*提供文章*
☆ ☆ ☆ ☆ ☆
比較的手軽に手に入ることには賛否はあると思いますが、amazonでも化膿止めの外用薬として、抗生物質(抗菌剤)とステロイドを含有したクロマイ-P軟膏などが購入できます。

ステロイドは薬剤の強さに数段階のクラス分けがあり、副作用の考慮も含め、医療機関に相談の上、処方してもらいましょう。



飲み薬の抗ヒスタミン内服薬

飲み薬として用いられるのは、抗ヒスタミン内服薬です。

塗り薬のステロイド剤よりも、症状が重い場合に処方されることが多いようです。

体内で生産されるヒスタミンの過剰分泌がアレルギー症状の原因になるので、このヒスタミンを抑える薬剤です。

花粉症の薬や風邪薬にも含まれていて、ほか酔い止めにも含まれています。最近では眠気や吐き気、口の渇きなどの副作用が少ない第二世代抗ヒスタミン剤が出ています。

アレグラFXアレジオンなどの製品名で同成分の第二世代抗ヒスタミン剤が、花粉症の飲み薬として市販されてはいますし、金属アレルギーに対する作用機序も基本的に同じですが、医療機関に相談の上、処方してもらうことをおすすめします。



金属アレルギーを改善する漢方は?

それでは、金属アレルギーを改善する漢方薬はあるのでしょうか?

私がこれまで調べてきた限りでは、漢方で治すという事ではなく(1つの薬で治すという発想自体が対症療法的な考え方)、漢方の毒素排出作用で症状を長期的に改善してゆくという考え方のようです。

体内に蓄積した金属イオンを排出する(代謝を促進する)、あるいは、排出しやすい体質を作る(代謝障害の調整)という事がポイントです。

ここでは、体内に蓄積された金属イオンをはじめとした有害物質をヒトの体は普段から排出しようとしていて、皮膚からも出てゆくときにアレルギーを起こしながら、場合によってアトピー性皮膚炎などの症状を伴って排出されてゆくと考えられています。
☆ ☆ ☆ ☆ ☆
*作業内容*
1) 金属アレルギーの薬に関する文章のうち、「私がこれまで調べてきた限りで」から「れてゆくと考えられています。」までをすべて、一字も変えずに出力せよ。
2) 金属アレルギーの治療に関する文章を、最後の文の直後から書き継げ。

*提供データ*
☆ ☆ ☆ ☆ ☆
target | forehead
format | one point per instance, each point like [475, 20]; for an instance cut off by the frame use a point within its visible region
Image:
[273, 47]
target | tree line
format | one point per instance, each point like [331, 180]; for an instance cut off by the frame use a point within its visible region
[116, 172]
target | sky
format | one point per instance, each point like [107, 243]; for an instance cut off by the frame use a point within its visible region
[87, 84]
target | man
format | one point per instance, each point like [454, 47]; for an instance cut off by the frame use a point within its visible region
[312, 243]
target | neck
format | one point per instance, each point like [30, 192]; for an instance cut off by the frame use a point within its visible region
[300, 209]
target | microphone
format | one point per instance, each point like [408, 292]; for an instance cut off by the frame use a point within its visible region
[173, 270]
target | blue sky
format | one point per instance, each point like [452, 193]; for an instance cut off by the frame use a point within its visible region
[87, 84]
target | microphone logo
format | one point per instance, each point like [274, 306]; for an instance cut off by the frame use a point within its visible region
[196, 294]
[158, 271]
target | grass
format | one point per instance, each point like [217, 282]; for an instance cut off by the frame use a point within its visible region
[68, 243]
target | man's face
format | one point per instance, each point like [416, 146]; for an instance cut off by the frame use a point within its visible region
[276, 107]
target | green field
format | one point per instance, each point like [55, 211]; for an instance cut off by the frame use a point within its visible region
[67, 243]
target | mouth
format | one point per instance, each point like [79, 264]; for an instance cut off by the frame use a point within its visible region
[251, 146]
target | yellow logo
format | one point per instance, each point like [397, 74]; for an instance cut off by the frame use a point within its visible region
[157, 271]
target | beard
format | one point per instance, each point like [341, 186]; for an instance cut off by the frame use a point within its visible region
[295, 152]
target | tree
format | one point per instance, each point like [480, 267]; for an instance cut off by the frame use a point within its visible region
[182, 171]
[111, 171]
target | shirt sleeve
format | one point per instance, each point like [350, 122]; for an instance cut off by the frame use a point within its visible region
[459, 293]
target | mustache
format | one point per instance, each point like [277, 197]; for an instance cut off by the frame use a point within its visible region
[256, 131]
☆ ☆ ☆ ☆ ☆
*タスク別結果*
1)
私がこれまで調べてきた限りでは、漢方で治すという事ではなく(1つの薬で治すという発想自体が対症療法的な考え方)、漢方の毒素排出作用で症状を長期的に改善してゆくという考え方のようです。

体内に蓄積した金属イオンを排出する(代謝を促進する)、あるいは、排出しやすい体質を作る(代謝障害の調整)という事がポイントです。

ここでは、体内に蓄積された金属イオンをはじめとした有害物質をヒトの体は普段から排出しようとしていて、皮膚からも出てゆくときにアレルギーを起こしながら、場合によってアトピー性皮膚炎などの症状を伴って排出されてゆくと考えられています。

2)
ステロイドの塗り薬や、抗ヒスタミンの飲み薬のように、症状のメカニズムに直接働きかけるわけでは無いので、漢方で効果効能を謳うことは難しいようです。必ず症状が改善するということも言えないですし、どのぐらいの期間で効くということも言えないです。

ただ逆に、体内に蓄積された有害物質の排出(いわゆるデトックス)は、金属アレルギーだけでなく、肌荒れ、アトピー、不妊症や月経困難症の改善など複数の効果が期待できるので、やるだけの価値はあると考えられます。

デトックスの漢方で手に入れやすいものとしては、クラシエの十味敗毒湯(じゅうみはいどくとう)の効果は、良い評判をよく聞きますが、服用は専門家に相談の上のほうが望ましいでしょう。

また、アレルギーの漢方治療について、大阪の松本漢方クリニックの松本仁幸先生の評判は、よくお聞きします。
松本漢方クリニック



デトックスは漢方以外の方法も

漢方の金属アレルギーに対する効果は、主として有害物質の排出であることが分かりました。

であるなら、漢方以外の方法であっても、デトックス効果のある方法は、生活の中に取り入れられるのでおすすめです。

身近な方法としては入浴、食物繊維を多く摂る食生活、朝にコップ一杯のきれいな水を飲む習慣、白湯を飲む習慣、軽い運動で汗を流す、代謝を上げる、などなど。ほか断食(ファスティング)にもデトックス効果を目的とした方法があります。身近な方法や習慣で排出を促進するのは良いですね。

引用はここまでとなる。